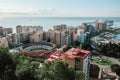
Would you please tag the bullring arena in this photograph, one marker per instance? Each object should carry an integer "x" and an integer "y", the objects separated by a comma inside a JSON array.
[{"x": 39, "y": 49}]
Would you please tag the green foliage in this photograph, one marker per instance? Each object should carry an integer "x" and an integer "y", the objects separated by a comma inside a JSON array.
[
  {"x": 56, "y": 70},
  {"x": 7, "y": 66},
  {"x": 110, "y": 49},
  {"x": 79, "y": 75},
  {"x": 116, "y": 68},
  {"x": 86, "y": 46},
  {"x": 16, "y": 66},
  {"x": 102, "y": 61}
]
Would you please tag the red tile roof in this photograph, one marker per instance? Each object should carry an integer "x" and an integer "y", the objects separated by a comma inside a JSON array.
[{"x": 77, "y": 53}]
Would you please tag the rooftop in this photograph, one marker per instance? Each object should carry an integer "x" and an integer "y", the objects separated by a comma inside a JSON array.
[{"x": 77, "y": 53}]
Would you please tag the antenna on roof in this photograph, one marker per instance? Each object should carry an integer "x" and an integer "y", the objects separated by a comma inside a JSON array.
[{"x": 80, "y": 46}]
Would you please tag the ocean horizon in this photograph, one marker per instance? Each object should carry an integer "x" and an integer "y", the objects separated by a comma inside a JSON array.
[{"x": 49, "y": 22}]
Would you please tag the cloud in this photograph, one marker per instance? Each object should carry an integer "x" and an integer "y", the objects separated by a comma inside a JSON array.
[{"x": 38, "y": 12}]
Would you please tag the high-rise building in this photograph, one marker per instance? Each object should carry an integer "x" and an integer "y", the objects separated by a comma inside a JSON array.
[
  {"x": 58, "y": 38},
  {"x": 20, "y": 28},
  {"x": 80, "y": 35},
  {"x": 4, "y": 42},
  {"x": 61, "y": 27},
  {"x": 63, "y": 38},
  {"x": 13, "y": 40},
  {"x": 100, "y": 25}
]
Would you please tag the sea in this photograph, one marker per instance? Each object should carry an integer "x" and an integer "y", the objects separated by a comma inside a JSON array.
[{"x": 49, "y": 22}]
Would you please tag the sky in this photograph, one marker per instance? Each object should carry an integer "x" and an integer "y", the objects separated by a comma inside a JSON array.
[{"x": 60, "y": 8}]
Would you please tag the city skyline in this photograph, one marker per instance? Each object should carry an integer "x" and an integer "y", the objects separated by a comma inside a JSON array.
[{"x": 61, "y": 8}]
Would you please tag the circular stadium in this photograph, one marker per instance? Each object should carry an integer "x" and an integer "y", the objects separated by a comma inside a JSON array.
[{"x": 38, "y": 49}]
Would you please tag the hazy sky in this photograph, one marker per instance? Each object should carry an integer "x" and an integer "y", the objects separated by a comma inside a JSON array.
[{"x": 60, "y": 8}]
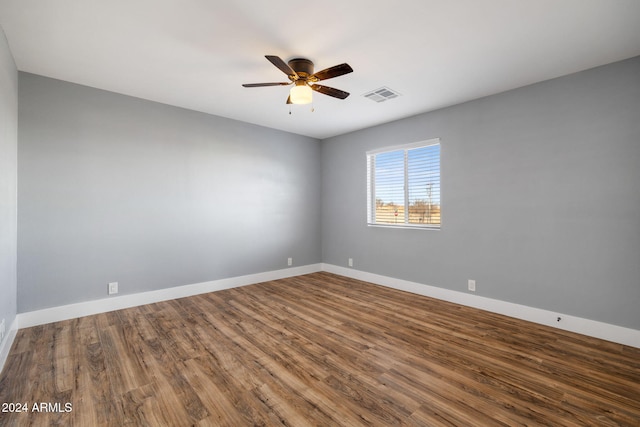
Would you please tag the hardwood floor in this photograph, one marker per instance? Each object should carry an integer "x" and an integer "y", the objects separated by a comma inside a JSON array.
[{"x": 320, "y": 350}]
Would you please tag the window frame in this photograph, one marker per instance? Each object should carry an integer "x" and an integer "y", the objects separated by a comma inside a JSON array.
[{"x": 371, "y": 200}]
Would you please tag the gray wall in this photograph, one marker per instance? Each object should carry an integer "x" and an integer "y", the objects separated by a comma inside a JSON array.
[
  {"x": 540, "y": 197},
  {"x": 114, "y": 188},
  {"x": 8, "y": 181}
]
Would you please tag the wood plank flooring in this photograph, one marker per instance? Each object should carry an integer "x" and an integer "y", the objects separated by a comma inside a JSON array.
[{"x": 316, "y": 350}]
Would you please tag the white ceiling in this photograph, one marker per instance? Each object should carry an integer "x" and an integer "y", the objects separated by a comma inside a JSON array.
[{"x": 196, "y": 53}]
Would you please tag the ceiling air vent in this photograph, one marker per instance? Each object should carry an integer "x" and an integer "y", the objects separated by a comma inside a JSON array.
[{"x": 381, "y": 95}]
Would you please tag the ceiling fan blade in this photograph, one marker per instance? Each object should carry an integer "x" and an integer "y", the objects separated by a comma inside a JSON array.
[
  {"x": 335, "y": 71},
  {"x": 265, "y": 84},
  {"x": 275, "y": 60},
  {"x": 326, "y": 90}
]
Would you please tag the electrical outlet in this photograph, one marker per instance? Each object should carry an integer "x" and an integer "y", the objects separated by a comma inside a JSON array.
[{"x": 113, "y": 288}]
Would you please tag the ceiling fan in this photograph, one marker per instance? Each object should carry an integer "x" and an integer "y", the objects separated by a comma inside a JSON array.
[{"x": 301, "y": 75}]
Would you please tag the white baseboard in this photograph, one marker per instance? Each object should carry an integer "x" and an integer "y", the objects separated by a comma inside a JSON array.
[
  {"x": 605, "y": 331},
  {"x": 71, "y": 311},
  {"x": 579, "y": 325},
  {"x": 5, "y": 345}
]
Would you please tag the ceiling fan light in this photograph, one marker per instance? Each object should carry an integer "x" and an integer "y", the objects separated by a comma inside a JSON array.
[{"x": 301, "y": 94}]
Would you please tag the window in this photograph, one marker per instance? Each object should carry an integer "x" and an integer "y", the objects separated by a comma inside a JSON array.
[{"x": 403, "y": 185}]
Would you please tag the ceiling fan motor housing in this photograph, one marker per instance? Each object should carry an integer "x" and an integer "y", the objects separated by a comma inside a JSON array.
[{"x": 303, "y": 67}]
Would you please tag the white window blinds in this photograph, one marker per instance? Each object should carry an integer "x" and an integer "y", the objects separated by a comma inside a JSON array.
[{"x": 404, "y": 185}]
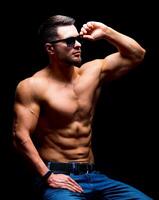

******

*WRITTEN TASK*
Extract every line from the records above that contains the word "cloud".

*COMPLETED TASK*
Would you please tag the cloud in this photograph, one marker per instance? Each object should carry an integer "x" and an integer "y", the objects separated by a comma inside a JSON array.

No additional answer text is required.